Problem details: Rescale the listing below by repeating every line, requests included. Multiply each coordinate in the answer outlines by 2.05 and round to whole numbers, halves up, while leaving the sample outlines as they are and leaving the pictures out.

=== Extracted data ===

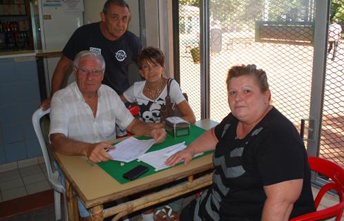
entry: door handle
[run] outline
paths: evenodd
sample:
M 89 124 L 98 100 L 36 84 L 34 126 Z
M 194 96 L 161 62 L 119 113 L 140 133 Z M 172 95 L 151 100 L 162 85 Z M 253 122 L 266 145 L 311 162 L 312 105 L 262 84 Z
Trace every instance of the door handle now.
M 306 126 L 305 122 L 308 122 L 308 125 Z M 301 126 L 300 128 L 300 135 L 303 141 L 314 141 L 314 125 L 315 119 L 312 118 L 301 119 Z M 305 128 L 307 130 L 307 138 L 305 138 Z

===

Solution for this exercise:
entry: door handle
[run] outline
paths: evenodd
sample:
M 89 124 L 98 100 L 36 84 L 34 126 Z
M 194 96 L 161 62 L 119 113 L 140 133 Z M 172 95 L 151 100 L 162 85 Z M 253 122 L 266 145 L 311 162 L 312 105 L 262 84 Z
Trace every instance of the door handle now.
M 627 258 L 625 250 L 631 250 L 631 256 Z M 617 258 L 615 262 L 615 277 L 621 289 L 644 289 L 644 256 L 646 244 L 640 242 L 617 244 Z M 625 262 L 629 267 L 629 283 L 625 283 Z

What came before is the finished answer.